##### RECORDS TO USE #####
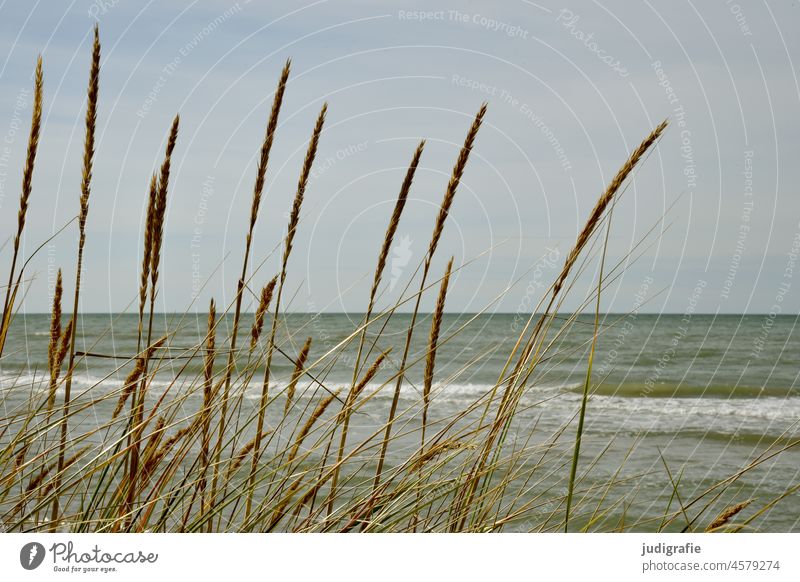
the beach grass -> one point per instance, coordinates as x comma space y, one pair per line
153, 463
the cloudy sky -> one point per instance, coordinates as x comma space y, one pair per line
572, 87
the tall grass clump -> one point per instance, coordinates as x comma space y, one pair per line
207, 431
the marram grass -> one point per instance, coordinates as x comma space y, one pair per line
291, 461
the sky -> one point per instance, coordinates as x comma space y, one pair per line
709, 223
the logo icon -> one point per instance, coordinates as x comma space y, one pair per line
402, 255
31, 555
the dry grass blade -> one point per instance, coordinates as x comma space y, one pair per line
433, 340
258, 188
455, 179
299, 366
27, 186
160, 209
261, 311
444, 211
149, 236
309, 424
604, 200
55, 336
727, 514
88, 160
133, 378
394, 222
294, 220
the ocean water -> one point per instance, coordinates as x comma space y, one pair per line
674, 399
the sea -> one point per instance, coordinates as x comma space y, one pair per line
685, 413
#####
• **WHAT THIS TASK INVOLVES**
Produce exactly the lines from the one containing "the dry grass" through the final line of the records above, both included, and no others.

• **RESULT OF THIS EXERCISE**
the dry grass blade -> one point per instance, coordinates as x comma space y, one pair per line
433, 340
258, 188
455, 179
299, 366
27, 186
160, 209
261, 311
444, 211
149, 236
309, 424
604, 200
55, 336
727, 514
88, 160
133, 378
394, 222
294, 220
the ocean water -> one point per instance, coordinates as x comma space y, one pair per line
674, 399
the sea -> one point per instance, coordinates as x comma space y, one pair per line
685, 413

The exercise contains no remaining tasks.